Data lines:
start

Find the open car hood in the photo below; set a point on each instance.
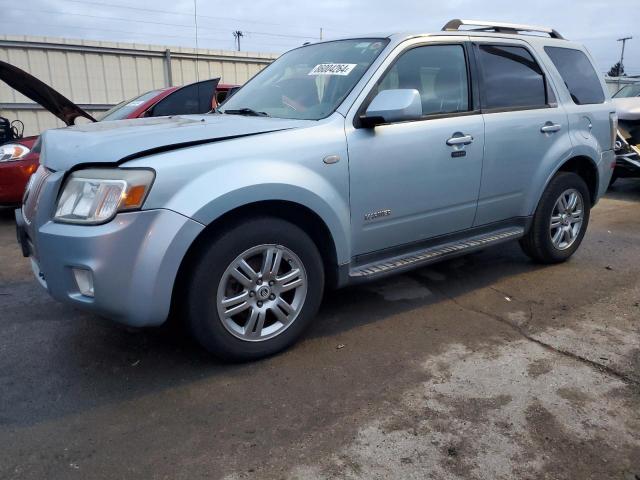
(118, 141)
(42, 94)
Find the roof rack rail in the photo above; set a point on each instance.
(512, 28)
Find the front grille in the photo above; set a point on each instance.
(32, 193)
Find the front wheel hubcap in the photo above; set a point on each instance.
(567, 217)
(262, 292)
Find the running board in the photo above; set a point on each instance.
(433, 254)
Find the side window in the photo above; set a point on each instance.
(187, 100)
(511, 78)
(438, 72)
(578, 74)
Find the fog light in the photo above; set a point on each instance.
(84, 280)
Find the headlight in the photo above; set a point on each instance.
(10, 152)
(95, 196)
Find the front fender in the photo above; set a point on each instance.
(204, 182)
(205, 197)
(315, 193)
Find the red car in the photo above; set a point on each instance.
(19, 155)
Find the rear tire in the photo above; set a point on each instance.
(255, 289)
(560, 221)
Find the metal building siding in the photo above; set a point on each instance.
(100, 74)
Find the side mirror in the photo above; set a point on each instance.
(393, 106)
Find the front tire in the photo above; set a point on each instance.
(560, 221)
(254, 289)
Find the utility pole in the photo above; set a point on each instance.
(624, 41)
(237, 35)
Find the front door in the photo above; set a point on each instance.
(411, 181)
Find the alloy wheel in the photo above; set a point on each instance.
(567, 217)
(262, 292)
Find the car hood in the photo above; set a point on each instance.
(41, 93)
(121, 140)
(628, 108)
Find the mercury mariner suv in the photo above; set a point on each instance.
(342, 162)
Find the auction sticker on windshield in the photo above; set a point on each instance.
(333, 69)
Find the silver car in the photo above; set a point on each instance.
(342, 162)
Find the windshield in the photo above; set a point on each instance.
(306, 83)
(628, 91)
(126, 108)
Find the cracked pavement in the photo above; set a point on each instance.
(482, 367)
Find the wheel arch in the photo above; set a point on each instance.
(584, 166)
(302, 216)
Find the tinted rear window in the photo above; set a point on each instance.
(578, 74)
(512, 78)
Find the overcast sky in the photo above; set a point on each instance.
(278, 25)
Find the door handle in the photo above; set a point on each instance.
(550, 127)
(460, 140)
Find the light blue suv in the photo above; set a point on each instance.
(342, 162)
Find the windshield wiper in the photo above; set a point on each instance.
(246, 111)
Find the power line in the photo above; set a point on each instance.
(168, 12)
(102, 17)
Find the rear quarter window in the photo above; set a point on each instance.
(578, 74)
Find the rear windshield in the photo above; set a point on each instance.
(578, 74)
(126, 108)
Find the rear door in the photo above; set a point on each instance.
(525, 128)
(408, 180)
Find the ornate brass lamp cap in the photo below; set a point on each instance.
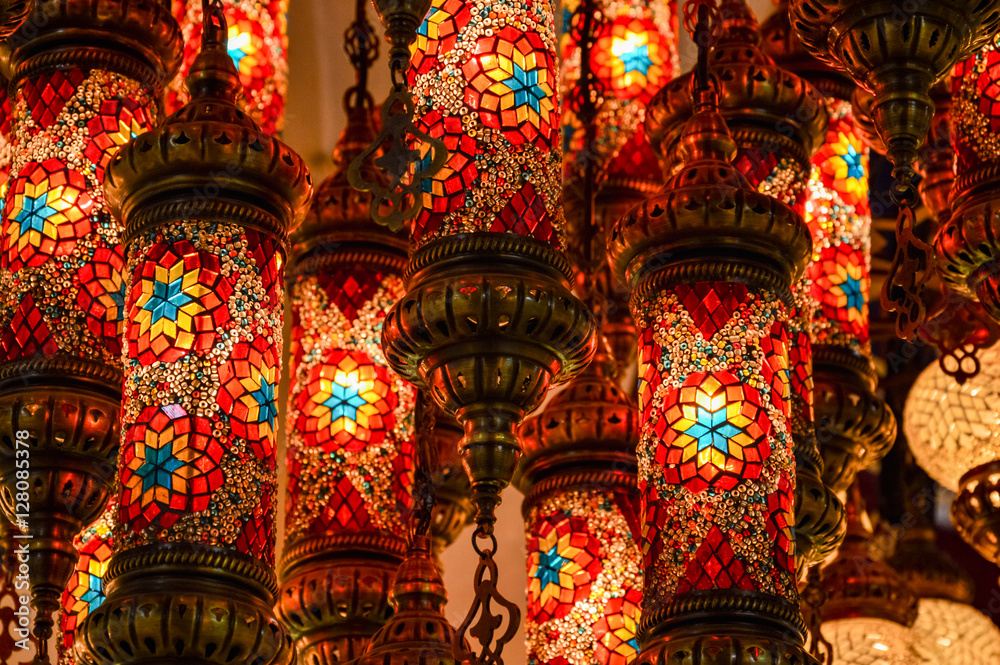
(418, 632)
(762, 103)
(340, 214)
(779, 41)
(138, 39)
(708, 222)
(859, 585)
(896, 54)
(173, 172)
(589, 425)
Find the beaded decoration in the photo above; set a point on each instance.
(258, 45)
(584, 581)
(839, 219)
(61, 262)
(350, 424)
(85, 591)
(202, 350)
(716, 470)
(975, 113)
(483, 75)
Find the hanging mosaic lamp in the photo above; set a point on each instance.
(85, 591)
(950, 427)
(351, 419)
(613, 57)
(898, 56)
(489, 322)
(257, 41)
(578, 476)
(418, 631)
(84, 77)
(777, 119)
(862, 102)
(453, 510)
(947, 625)
(966, 243)
(197, 478)
(710, 262)
(869, 608)
(857, 427)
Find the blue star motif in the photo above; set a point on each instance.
(158, 467)
(636, 59)
(712, 429)
(344, 402)
(525, 87)
(237, 55)
(855, 170)
(167, 298)
(851, 288)
(33, 213)
(264, 396)
(549, 565)
(93, 596)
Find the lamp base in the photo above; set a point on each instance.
(185, 604)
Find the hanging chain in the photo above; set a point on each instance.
(701, 18)
(489, 618)
(214, 31)
(361, 46)
(910, 271)
(397, 194)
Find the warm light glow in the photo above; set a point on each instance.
(952, 428)
(957, 633)
(866, 641)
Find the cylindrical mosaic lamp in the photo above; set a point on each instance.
(710, 262)
(85, 591)
(855, 427)
(488, 322)
(257, 41)
(351, 419)
(581, 523)
(614, 56)
(206, 201)
(84, 78)
(777, 120)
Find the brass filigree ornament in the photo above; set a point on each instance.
(182, 600)
(581, 502)
(898, 55)
(335, 582)
(707, 225)
(65, 399)
(418, 631)
(489, 320)
(396, 197)
(777, 119)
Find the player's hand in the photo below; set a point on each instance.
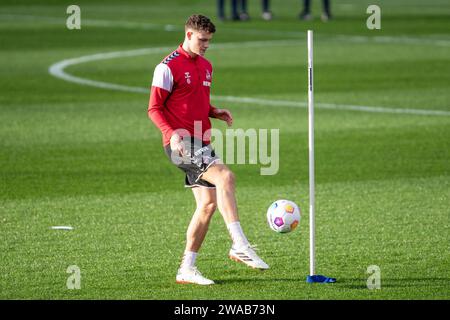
(176, 144)
(225, 115)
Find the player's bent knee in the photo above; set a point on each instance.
(208, 208)
(227, 177)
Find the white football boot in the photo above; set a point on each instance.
(248, 256)
(192, 275)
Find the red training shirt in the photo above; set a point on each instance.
(180, 95)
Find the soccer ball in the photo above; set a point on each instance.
(283, 216)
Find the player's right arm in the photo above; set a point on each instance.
(162, 86)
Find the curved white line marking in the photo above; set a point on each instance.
(57, 70)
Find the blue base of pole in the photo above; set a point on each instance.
(317, 278)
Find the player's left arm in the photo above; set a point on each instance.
(221, 114)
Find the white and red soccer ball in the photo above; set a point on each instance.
(283, 216)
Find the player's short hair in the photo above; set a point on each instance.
(199, 22)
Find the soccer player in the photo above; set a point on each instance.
(180, 107)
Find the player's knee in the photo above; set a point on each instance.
(227, 178)
(208, 207)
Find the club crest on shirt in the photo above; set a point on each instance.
(187, 77)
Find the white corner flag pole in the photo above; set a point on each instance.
(312, 260)
(313, 277)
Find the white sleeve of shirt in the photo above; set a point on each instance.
(162, 77)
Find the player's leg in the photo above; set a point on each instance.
(222, 177)
(205, 199)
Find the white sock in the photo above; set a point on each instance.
(188, 259)
(237, 234)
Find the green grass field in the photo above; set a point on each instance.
(88, 157)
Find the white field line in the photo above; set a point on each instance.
(401, 39)
(57, 70)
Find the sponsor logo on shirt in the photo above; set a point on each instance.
(188, 77)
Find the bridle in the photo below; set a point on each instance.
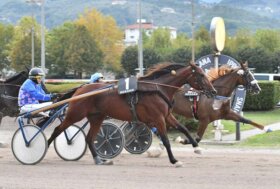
(249, 80)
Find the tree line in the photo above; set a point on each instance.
(95, 42)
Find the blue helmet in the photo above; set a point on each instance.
(95, 77)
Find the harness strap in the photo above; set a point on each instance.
(195, 107)
(133, 100)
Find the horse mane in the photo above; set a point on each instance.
(161, 69)
(14, 77)
(214, 73)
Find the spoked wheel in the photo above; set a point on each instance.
(34, 152)
(109, 141)
(71, 145)
(138, 137)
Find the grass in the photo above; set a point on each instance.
(261, 117)
(263, 140)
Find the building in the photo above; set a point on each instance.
(132, 32)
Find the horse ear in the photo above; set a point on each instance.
(192, 64)
(27, 68)
(243, 65)
(173, 72)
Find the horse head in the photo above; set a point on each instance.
(248, 79)
(199, 81)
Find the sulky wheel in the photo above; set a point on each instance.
(71, 145)
(109, 141)
(32, 153)
(138, 137)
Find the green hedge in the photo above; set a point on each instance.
(266, 100)
(61, 87)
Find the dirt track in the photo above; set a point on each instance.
(217, 168)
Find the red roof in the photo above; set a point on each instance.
(144, 26)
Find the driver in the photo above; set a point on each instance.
(31, 92)
(97, 77)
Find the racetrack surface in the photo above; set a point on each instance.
(219, 167)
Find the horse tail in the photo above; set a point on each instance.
(69, 93)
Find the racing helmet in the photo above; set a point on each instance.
(35, 72)
(96, 77)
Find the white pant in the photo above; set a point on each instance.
(31, 107)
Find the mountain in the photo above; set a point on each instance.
(250, 14)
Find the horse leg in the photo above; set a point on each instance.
(238, 118)
(167, 145)
(60, 128)
(1, 116)
(174, 123)
(95, 124)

end

CHALLENGE. Arrange all of the entries above as a Markdown table with the columns "Number" and "Content," giving each line its own numbered row and skipping blank lines. Leave the pictures out of the table.

RESPONSE TO THE TASK.
| Number | Content |
|---|---|
| 1 | Find the open car hood in the photo below; set a point on each instance. |
| 2 | (118, 141) |
| 3 | (42, 94) |
| 4 | Find the roof rack rail in the photo above; set a point on each instance. |
| 5 | (512, 28) |
| 6 | Find the front grille in the photo above; set a point on each instance. |
| 7 | (32, 193) |
| 8 | Find the front wheel hubcap in the photo above; set a point on each instance. |
| 9 | (567, 217) |
| 10 | (262, 292) |
| 11 | Find the running board in the photo above; set a point on each instance. |
| 12 | (433, 254) |
| 13 | Find the side window in the photo above; set a point on each instance. |
| 14 | (187, 100) |
| 15 | (511, 78) |
| 16 | (438, 72) |
| 17 | (578, 74) |
| 18 | Find the fog light in the photo above; set a point on each instance. |
| 19 | (84, 280) |
| 20 | Find the headlight in the photo above; set a point on each instance. |
| 21 | (10, 152) |
| 22 | (95, 196) |
| 23 | Find the front fender in the photo above; set a point on each instance. |
| 24 | (204, 182) |
| 25 | (205, 197) |
| 26 | (315, 193) |
| 27 | Find the red car in the photo above; set a point on each instance. |
| 28 | (19, 155) |
| 29 | Find the rear tire in the photo above; set a point on each instance. |
| 30 | (255, 289) |
| 31 | (560, 221) |
| 32 | Find the metal building siding in the photo above; set a point on each instance. |
| 33 | (100, 74) |
| 34 | Find the side mirror in the photo above; set a point on each instance. |
| 35 | (393, 106) |
| 36 | Find the front tire in the photo above; set a point on each instance. |
| 37 | (560, 221) |
| 38 | (254, 289) |
| 39 | Find the utility pole in the photo above; set a point on each instance. |
| 40 | (624, 41) |
| 41 | (237, 35) |
| 42 | Find the front door in the photo above; set a point on each instance. |
| 43 | (411, 181) |
| 44 | Find the alloy wheel in the photo above; set a point on each instance. |
| 45 | (567, 217) |
| 46 | (262, 292) |
| 47 | Find the car hood in the photo above; set a point on each instance. |
| 48 | (41, 93) |
| 49 | (121, 140) |
| 50 | (628, 108) |
| 51 | Find the mercury mariner suv in the photo above; set a point on each instance. |
| 52 | (342, 162) |
| 53 | Find the auction sticker on windshield in the photo above; set a point on each instance. |
| 54 | (333, 69) |
| 55 | Find the silver car in the photo above; set a point on each instance. |
| 56 | (342, 162) |
| 57 | Find the windshield in the photo above; set a point on each instance. |
| 58 | (306, 83) |
| 59 | (628, 91) |
| 60 | (126, 108) |
| 61 | Find the cracked pavement in the photo above; set a point on each instance. |
| 62 | (482, 367) |
| 63 | Find the wheel arch in the photo above; set a point on each instance. |
| 64 | (584, 166) |
| 65 | (302, 216) |
| 66 | Find the tinted rear window in the photo above; set a point on each instance. |
| 67 | (578, 74) |
| 68 | (512, 78) |
| 69 | Find the overcast sky in the photo above; set a point on each instance. |
| 70 | (278, 25) |
| 71 | Find the door handle in the photo above; set a point on each instance. |
| 72 | (550, 127) |
| 73 | (460, 140) |
| 74 | Find the light blue suv in the photo above; set a point on each instance. |
| 75 | (342, 162) |
| 76 | Find the windshield wiper in the photo above; set a point on each instance. |
| 77 | (246, 111) |
| 78 | Find the power line in the photo above; set a point on each instance. |
| 79 | (168, 12) |
| 80 | (102, 17) |
| 81 | Find the rear quarter window in the photo above; set a point on each instance. |
| 82 | (578, 74) |
| 83 | Find the rear windshield in the photo above; set a point on each instance. |
| 84 | (578, 74) |
| 85 | (126, 108) |
| 86 | Find the rear door in the photo above; set a point on each instance. |
| 87 | (525, 128) |
| 88 | (408, 180) |
| 89 | Find the ornate brass lamp cap in the photo below; set a point on each instance. |
| 90 | (418, 632) |
| 91 | (762, 103) |
| 92 | (340, 214) |
| 93 | (779, 41) |
| 94 | (138, 39) |
| 95 | (708, 222) |
| 96 | (859, 585) |
| 97 | (896, 54) |
| 98 | (173, 172) |
| 99 | (589, 425) |
| 100 | Find the beaded decoration in the photo above; set a point on each instance. |
| 101 | (258, 45) |
| 102 | (584, 581) |
| 103 | (839, 219) |
| 104 | (61, 262) |
| 105 | (350, 424) |
| 106 | (85, 591) |
| 107 | (202, 350) |
| 108 | (716, 470) |
| 109 | (975, 113) |
| 110 | (483, 75) |
| 111 | Find the hanging mosaic lamp in the photo above; set a point on each instance. |
| 112 | (85, 591) |
| 113 | (950, 427) |
| 114 | (351, 419) |
| 115 | (613, 57) |
| 116 | (898, 56) |
| 117 | (489, 322) |
| 118 | (257, 41) |
| 119 | (578, 476) |
| 120 | (418, 631) |
| 121 | (84, 77) |
| 122 | (777, 119) |
| 123 | (862, 102) |
| 124 | (453, 510) |
| 125 | (947, 625) |
| 126 | (966, 243) |
| 127 | (197, 478) |
| 128 | (710, 262) |
| 129 | (869, 608) |
| 130 | (857, 427) |
| 131 | Find the blue star motif in the photo above; set a point on each instance. |
| 132 | (158, 467) |
| 133 | (636, 59) |
| 134 | (712, 429) |
| 135 | (344, 402) |
| 136 | (525, 87) |
| 137 | (237, 55) |
| 138 | (855, 170) |
| 139 | (167, 298) |
| 140 | (851, 288) |
| 141 | (33, 213) |
| 142 | (264, 396) |
| 143 | (549, 565) |
| 144 | (93, 596) |
| 145 | Find the lamp base in the photo above; set a point on each instance. |
| 146 | (185, 604) |
| 147 | Find the hanging chain in the photo above; set a point on each instance. |
| 148 | (701, 18) |
| 149 | (489, 618) |
| 150 | (214, 31) |
| 151 | (361, 46) |
| 152 | (910, 271) |
| 153 | (397, 194) |
| 154 | Find the warm light glow in the photo above; set a point on each instance. |
| 155 | (952, 428) |
| 156 | (957, 633) |
| 157 | (866, 641) |
| 158 | Find the cylindrical mosaic lamp in the photo above; set a point on each instance. |
| 159 | (710, 262) |
| 160 | (85, 591) |
| 161 | (855, 427) |
| 162 | (488, 322) |
| 163 | (257, 41) |
| 164 | (351, 419) |
| 165 | (581, 523) |
| 166 | (614, 56) |
| 167 | (206, 201) |
| 168 | (84, 78) |
| 169 | (777, 120) |
| 170 | Find the brass filigree ornament in the photo above; set a point on each instance. |
| 171 | (182, 600) |
| 172 | (581, 502) |
| 173 | (898, 55) |
| 174 | (335, 582) |
| 175 | (707, 225) |
| 176 | (65, 399) |
| 177 | (418, 631) |
| 178 | (489, 320) |
| 179 | (396, 197) |
| 180 | (777, 119) |
| 181 | Find the player's hand in the photo below; set a point on each instance. |
| 182 | (176, 144) |
| 183 | (225, 115) |
| 184 | Find the player's bent knee in the photo above; set a point on each instance. |
| 185 | (208, 208) |
| 186 | (227, 177) |
| 187 | Find the white football boot in the photo above; set a point on each instance. |
| 188 | (248, 256) |
| 189 | (192, 275) |
| 190 | Find the red training shirt in the photo above; set a point on each instance. |
| 191 | (180, 95) |
| 192 | Find the soccer ball in the photo above; set a point on each instance. |
| 193 | (283, 216) |
| 194 | Find the player's right arm in the photo above; set a point on each instance. |
| 195 | (162, 86) |
| 196 | Find the curved white line marking in the photo above; set a point on each instance. |
| 197 | (57, 70) |
| 198 | Find the blue base of pole in the photo above; set a point on each instance. |
| 199 | (317, 278) |
| 200 | Find the player's left arm in the photo above; set a point on each instance. |
| 201 | (221, 114) |
| 202 | Find the white and red soccer ball in the photo above; set a point on each instance. |
| 203 | (283, 216) |
| 204 | Find the player's short hair in the photo above; set a point on each instance. |
| 205 | (199, 22) |
| 206 | Find the soccer player in the photo above; set a point on each instance. |
| 207 | (180, 107) |
| 208 | Find the player's knee in the photo above; set a point on each instance. |
| 209 | (227, 178) |
| 210 | (208, 207) |
| 211 | Find the club crest on shirt in the photo above; set a point on each instance. |
| 212 | (187, 77) |
| 213 | Find the white corner flag pole in the photo above; set a point on each instance. |
| 214 | (312, 260) |
| 215 | (313, 277) |
| 216 | Find the white sleeve of shirt in the photo above; set a point on each instance. |
| 217 | (162, 77) |
| 218 | Find the player's leg in the photo above; set a point on each instance. |
| 219 | (222, 177) |
| 220 | (205, 199) |
| 221 | Find the white sock in the photo above; set a point on each instance. |
| 222 | (188, 259) |
| 223 | (237, 234) |
| 224 | Find the green grass field in the photo above; set a point on each instance. |
| 225 | (88, 157) |
| 226 | Find the white field line in the photo above; set a point on each instance. |
| 227 | (401, 39) |
| 228 | (57, 70) |
| 229 | Find the sponsor logo on shirt in the photo above; set a point on each instance. |
| 230 | (188, 77) |
| 231 | Find the bridle in the photo below; set a point on each instance. |
| 232 | (249, 80) |
| 233 | Find the tree line in the photo above; set a point on each instance. |
| 234 | (95, 42) |
| 235 | Find the blue helmet in the photo above; set a point on each instance. |
| 236 | (95, 77) |
| 237 | Find the harness strap in the photo above; set a point on each instance. |
| 238 | (195, 107) |
| 239 | (133, 100) |
| 240 | Find the horse mane in the photo above; set a point on each instance. |
| 241 | (161, 69) |
| 242 | (14, 77) |
| 243 | (214, 73) |
| 244 | Find the spoked wheel in the photo above; set a point on each instance. |
| 245 | (34, 152) |
| 246 | (109, 141) |
| 247 | (71, 145) |
| 248 | (138, 137) |
| 249 | Find the grass in the photo above; set a point on each instance. |
| 250 | (261, 117) |
| 251 | (263, 140) |
| 252 | Find the building in the photo above; set a point on each instance. |
| 253 | (132, 32) |
| 254 | Find the horse ear in the photo above; set a point on each instance. |
| 255 | (192, 64) |
| 256 | (27, 68) |
| 257 | (243, 65) |
| 258 | (173, 72) |
| 259 | Find the horse head in the photo above; set a point on each instance. |
| 260 | (248, 79) |
| 261 | (199, 81) |
| 262 | Find the sulky wheel in the photo above; set a point on each instance. |
| 263 | (71, 145) |
| 264 | (109, 141) |
| 265 | (32, 153) |
| 266 | (138, 137) |
| 267 | Find the green hedge in the photo above; set a point on each instance. |
| 268 | (266, 100) |
| 269 | (61, 87) |
| 270 | Find the dirt track in the photo above; set a point on each instance. |
| 271 | (217, 168) |
| 272 | Find the red roof in the photo above; set a point on each instance. |
| 273 | (144, 26) |
| 274 | Find the driver in the photo above; set a point on each instance. |
| 275 | (31, 92) |
| 276 | (97, 77) |
| 277 | Find the racetrack surface in the photo above; set a point on each instance. |
| 278 | (219, 167) |
| 279 | Find the horse tail in the photo above; set a point on each instance. |
| 280 | (69, 93) |
| 281 | Find the racing helmet in the photo above; set a point on each instance. |
| 282 | (35, 72) |
| 283 | (96, 77) |
| 284 | Find the white pant in the photo above; set a point on each instance. |
| 285 | (31, 107) |
| 286 | Find the mountain in the photo above; set a point on each instance. |
| 287 | (250, 14) |
| 288 | Find the horse leg in the photo above; set a point on each instance. |
| 289 | (238, 118) |
| 290 | (167, 145) |
| 291 | (60, 128) |
| 292 | (1, 116) |
| 293 | (174, 123) |
| 294 | (95, 124) |